**EXERCISE MATERIAL:**

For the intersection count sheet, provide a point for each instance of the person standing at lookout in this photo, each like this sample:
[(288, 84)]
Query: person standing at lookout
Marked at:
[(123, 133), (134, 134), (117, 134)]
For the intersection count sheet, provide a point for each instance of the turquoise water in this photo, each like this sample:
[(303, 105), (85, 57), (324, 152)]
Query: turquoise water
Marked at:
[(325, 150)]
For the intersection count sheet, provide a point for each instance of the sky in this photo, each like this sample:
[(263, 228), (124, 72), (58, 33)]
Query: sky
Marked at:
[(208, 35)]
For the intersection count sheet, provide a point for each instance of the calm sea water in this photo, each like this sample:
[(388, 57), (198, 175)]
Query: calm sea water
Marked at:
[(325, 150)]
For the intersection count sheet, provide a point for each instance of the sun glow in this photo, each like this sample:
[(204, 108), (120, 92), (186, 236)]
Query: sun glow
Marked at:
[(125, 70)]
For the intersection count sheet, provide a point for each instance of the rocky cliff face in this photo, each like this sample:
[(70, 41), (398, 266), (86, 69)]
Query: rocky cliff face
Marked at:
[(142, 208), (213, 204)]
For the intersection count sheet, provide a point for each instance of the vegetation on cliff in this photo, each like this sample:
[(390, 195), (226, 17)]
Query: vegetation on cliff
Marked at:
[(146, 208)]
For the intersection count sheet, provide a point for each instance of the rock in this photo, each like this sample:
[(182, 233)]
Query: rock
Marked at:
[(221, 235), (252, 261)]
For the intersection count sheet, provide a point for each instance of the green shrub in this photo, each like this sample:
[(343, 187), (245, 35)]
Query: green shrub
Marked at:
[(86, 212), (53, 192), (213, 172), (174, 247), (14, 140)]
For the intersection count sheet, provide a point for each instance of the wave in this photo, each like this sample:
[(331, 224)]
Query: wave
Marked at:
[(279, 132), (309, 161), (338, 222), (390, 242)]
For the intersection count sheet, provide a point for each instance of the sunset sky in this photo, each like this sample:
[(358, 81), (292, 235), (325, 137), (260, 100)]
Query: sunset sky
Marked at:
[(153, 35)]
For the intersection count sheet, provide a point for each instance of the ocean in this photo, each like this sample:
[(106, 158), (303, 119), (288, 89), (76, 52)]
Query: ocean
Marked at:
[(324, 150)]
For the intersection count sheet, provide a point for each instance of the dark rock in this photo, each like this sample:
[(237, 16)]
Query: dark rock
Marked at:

**TASK REQUIREMENTS:** As listed above, the lines from the line with "Query: rocky cliff face" to the line with "[(106, 158), (303, 119), (288, 89), (76, 52)]" are to be echoed exactly, with both ends included and nothing added.

**ANSWER TO THIS PROBLEM:**
Query: rocky cliff face
Marked at:
[(142, 208), (213, 204)]
For the intersection count sheet, provide a point for each instance of the vegetation on cliff in this photo, each like this sample:
[(390, 195), (226, 17)]
Query: vegetation on cliff
Marked at:
[(146, 208)]
For the intersection count sheet, provide a point for each instance of the rock in this photo, each like this sample:
[(182, 233)]
Query: rock
Marked at:
[(221, 235), (252, 261)]
For the intersection count sheet, provide a point for each instance of the green shrub in this photo, each like this sample:
[(343, 187), (245, 35)]
Query: green shrub
Marked at:
[(86, 212), (53, 192), (213, 172), (174, 247), (14, 140)]
For the intersection count sheet, provide a point for each instance of the wave in this photo, each like this sample:
[(331, 224)]
Query: wave
Marked at:
[(279, 132), (309, 161), (338, 222), (390, 242)]
For the intersection count sheet, provide a point for each instance of the sunset sky in this photo, each like this sample:
[(358, 81), (292, 235), (325, 137), (260, 100)]
Query: sunset sky
Marked at:
[(153, 35)]
For the intersection count sheet, provide a point for each instance of the ocean in this photo, each like this sample:
[(106, 158), (303, 119), (288, 89), (76, 52)]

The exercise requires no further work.